### THE EXERCISE
Please copy the records as a numbered list, beginning at the line that contains "of the desk" and stopping after the line that contains "Target: desk top surface". Leave out blank lines.

* begin ENTRIES PROVIDED *

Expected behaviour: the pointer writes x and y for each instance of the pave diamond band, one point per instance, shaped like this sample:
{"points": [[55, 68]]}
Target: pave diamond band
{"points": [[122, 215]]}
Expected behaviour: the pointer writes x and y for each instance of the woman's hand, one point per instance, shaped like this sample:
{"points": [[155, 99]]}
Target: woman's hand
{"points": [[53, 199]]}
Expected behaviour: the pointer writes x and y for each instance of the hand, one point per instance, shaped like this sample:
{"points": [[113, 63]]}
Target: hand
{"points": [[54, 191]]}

* end ENTRIES PROVIDED *
* begin ENTRIES PROVIDED *

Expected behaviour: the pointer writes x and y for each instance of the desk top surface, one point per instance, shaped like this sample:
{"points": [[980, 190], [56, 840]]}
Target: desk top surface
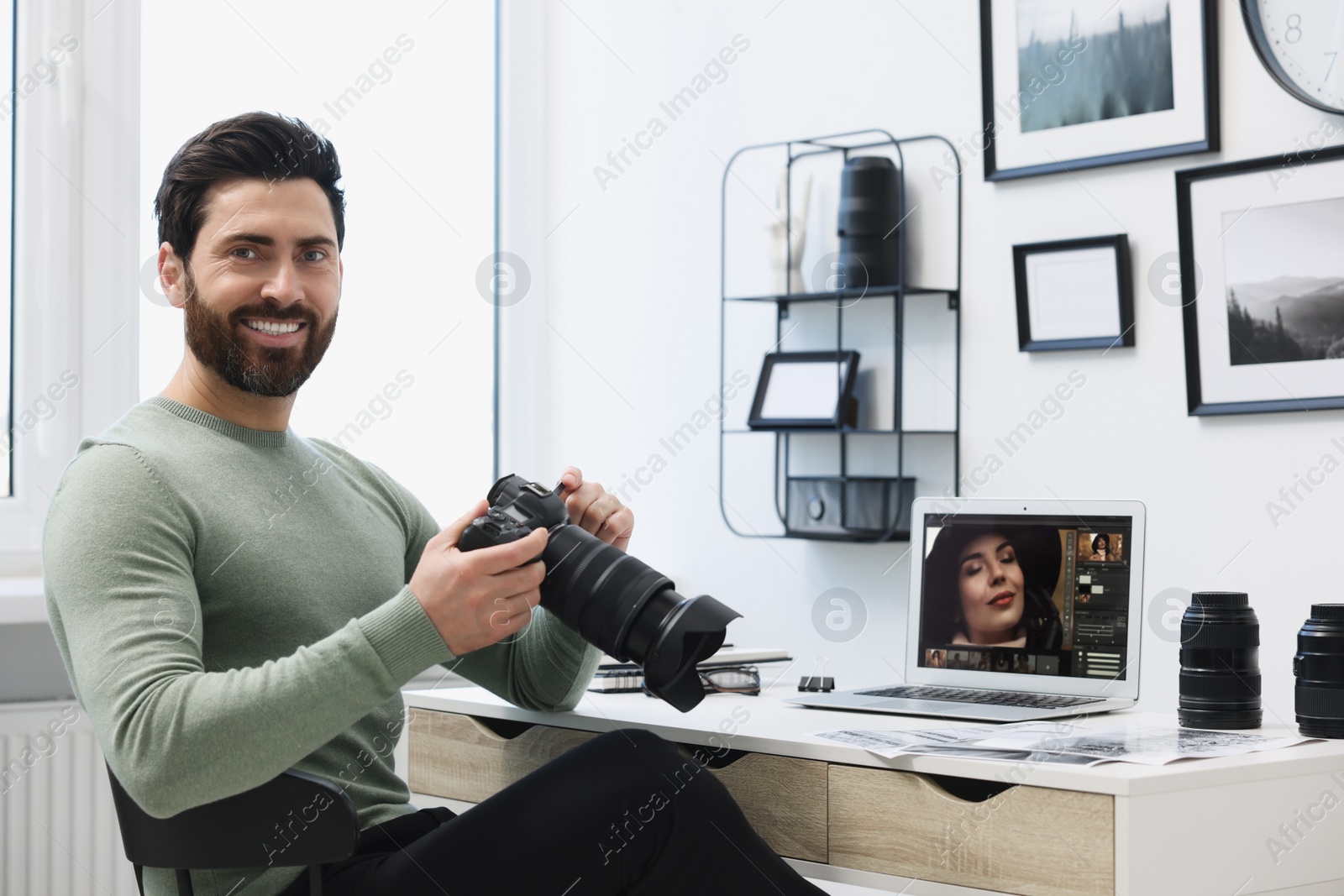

* end ENTRIES PROVIDED *

### SOLUTION TO THE EXERCISE
1. Expected behaviour: the pointer writes x and y for each instance of the desk top surface, one point per instance, shaped like this sample:
2. {"points": [[980, 190], [56, 840]]}
3. Target: desk top surface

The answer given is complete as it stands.